-- WRITTEN TASK --
Reproduce each of the following items word for word, keeping every line as it appears.

Records from a point-labeling set
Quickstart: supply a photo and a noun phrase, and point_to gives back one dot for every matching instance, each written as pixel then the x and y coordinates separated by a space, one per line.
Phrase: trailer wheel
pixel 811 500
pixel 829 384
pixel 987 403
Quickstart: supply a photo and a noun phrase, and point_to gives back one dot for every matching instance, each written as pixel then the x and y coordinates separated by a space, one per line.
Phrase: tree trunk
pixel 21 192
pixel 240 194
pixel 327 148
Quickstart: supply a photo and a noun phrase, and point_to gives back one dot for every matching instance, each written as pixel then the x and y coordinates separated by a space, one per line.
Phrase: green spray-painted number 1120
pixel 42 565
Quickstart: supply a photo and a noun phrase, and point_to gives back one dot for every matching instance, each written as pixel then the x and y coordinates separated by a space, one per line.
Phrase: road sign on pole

-- FINAL RESULT --
Quickstart: supply a photo and a noun phrase, and point_to gives back one dot for every matching instance, each written as pixel then the x and y coordinates separated by a space, one per line.
Phrase: trailer wheel
pixel 811 500
pixel 829 384
pixel 987 403
Quickstart: supply a photo and a noun phrase, and point_to gives back one dot for every matching instance, each written as pixel then the x and y coordinates separated by a space, one per line.
Phrase: tree trunk
pixel 21 192
pixel 240 194
pixel 327 148
Quickstart: supply a photo and a noun phrase, and point_to gives back one dot for every matching instance, each written as pixel then the x and y coordinates separated by a space, one per line.
Phrase: green spray-painted number 1120
pixel 42 565
Quickstart: supply a photo and a noun phrase, and point_to gives back one dot for every matching instance, each written as pixel then the x and y coordinates separated by a space, one per line.
Phrase: road sign on pole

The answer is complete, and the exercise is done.